● SOURCE EXTRACT

First Secretary of the Congress of Deputies
- Incumbent
- Assumed office 21 May 2019
- Preceded by: Alicia Sánchez-Camacho

First Deputy Mayor of Barcelona
- In office 13 June 2015 – 15 June 2019
- Mayor: Ada Colau
- Preceded by: Joaquim Forn
- Succeeded by: Jaume Collboni

Member of the Congress of Deputies
- Incumbent
- Assumed office 21 May 2019
- Constituency: Barcelona

Member of the Barcelona City Council
- In office 13 June 2015 – 15 June 2019

Personal details
- Born: Gerardo Pisarello Prados 10 August 1970 (age 55) Tucumán, Argentina
- Citizenship: Spanish · Argentine
- Party: Barcelona en Comú (2014–present) Catalunya en Comú (2017–present)
- Alma mater: National University of Tucumán Complutense University of Madrid
- Profession: Law professor

= Gerardo Pisarello =

Spanish-Argentine politician and jurist

Gerardo Pisarello Prados (/es/; born 10 August 1970) is a Spanish-Argentine politician and jurist, member of the 13th Congress of Deputies. A member of Barcelona en Comú, he served as First Deputy Mayor of Barcelona between 2015 and 2019, with responsibility for Work, Economy and Strategic Planning.

● DATA
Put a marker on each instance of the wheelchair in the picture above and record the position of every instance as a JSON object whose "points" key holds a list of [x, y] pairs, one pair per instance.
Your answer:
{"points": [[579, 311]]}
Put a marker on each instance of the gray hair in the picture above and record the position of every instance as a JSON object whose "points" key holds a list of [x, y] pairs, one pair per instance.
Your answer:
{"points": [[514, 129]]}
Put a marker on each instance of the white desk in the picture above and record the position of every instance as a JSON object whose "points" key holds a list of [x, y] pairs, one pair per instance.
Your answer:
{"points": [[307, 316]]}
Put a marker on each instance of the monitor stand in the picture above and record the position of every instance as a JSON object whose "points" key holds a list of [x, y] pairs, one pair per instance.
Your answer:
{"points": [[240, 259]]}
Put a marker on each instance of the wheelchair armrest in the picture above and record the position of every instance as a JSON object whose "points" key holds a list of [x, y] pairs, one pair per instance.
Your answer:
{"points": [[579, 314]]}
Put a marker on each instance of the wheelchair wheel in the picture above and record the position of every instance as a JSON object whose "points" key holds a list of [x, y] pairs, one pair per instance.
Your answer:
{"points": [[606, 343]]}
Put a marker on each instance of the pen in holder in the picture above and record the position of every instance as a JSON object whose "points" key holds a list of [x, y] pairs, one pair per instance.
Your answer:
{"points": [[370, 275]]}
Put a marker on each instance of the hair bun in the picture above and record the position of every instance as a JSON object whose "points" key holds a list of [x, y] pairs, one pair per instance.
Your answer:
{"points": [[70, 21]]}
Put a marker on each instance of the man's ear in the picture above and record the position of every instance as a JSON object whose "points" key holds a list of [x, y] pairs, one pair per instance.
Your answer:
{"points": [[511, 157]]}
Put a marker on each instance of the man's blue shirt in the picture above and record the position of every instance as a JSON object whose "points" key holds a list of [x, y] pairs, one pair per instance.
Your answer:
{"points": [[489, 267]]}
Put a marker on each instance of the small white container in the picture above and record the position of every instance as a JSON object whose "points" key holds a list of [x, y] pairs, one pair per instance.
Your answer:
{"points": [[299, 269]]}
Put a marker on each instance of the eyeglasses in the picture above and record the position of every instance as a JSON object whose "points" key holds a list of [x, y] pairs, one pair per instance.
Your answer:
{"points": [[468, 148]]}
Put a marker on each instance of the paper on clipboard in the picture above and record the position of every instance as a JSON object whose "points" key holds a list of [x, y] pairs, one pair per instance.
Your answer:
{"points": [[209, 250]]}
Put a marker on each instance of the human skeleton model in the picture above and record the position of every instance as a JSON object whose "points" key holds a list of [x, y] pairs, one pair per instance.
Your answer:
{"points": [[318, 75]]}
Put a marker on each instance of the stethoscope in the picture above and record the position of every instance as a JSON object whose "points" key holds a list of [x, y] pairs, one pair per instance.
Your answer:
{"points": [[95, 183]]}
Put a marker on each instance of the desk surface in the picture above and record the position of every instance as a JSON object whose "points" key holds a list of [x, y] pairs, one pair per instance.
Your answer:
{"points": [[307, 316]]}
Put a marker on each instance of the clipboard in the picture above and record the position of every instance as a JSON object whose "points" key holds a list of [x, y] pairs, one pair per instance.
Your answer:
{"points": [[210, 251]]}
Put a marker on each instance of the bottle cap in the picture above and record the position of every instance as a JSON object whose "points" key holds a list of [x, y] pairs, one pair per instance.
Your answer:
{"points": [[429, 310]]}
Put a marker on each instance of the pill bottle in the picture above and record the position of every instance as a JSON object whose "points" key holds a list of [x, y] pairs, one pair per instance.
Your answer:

● PROBLEM SET
[a] According to the Gerardo Pisarello extract, what was he responsible for as First Deputy Mayor of Barcelona?
[b] Write the next part of the Gerardo Pisarello article, picking up after its final sentence.

● ANSWERS TO THE TASKS
[a] Work, Economy and Strategic Planning.

[b]
== Political and academic career ==
A former professor in constitutional law at the University of Barcelona, he was elected to the Barcelona City Council as part of the Barcelona en Comú municipal platform.

He is the author of numerous books on constitutionalism, human rights and the right to the city and writes for Público, Eldiario.es and Sin Permiso.

Pisarello was vice president of the DESC Observatory for over ten years and was one of the founding members of the anti-capitalist and pro-independence Procés Constituent.

He is a member of the Advisory Panel of DiEM25.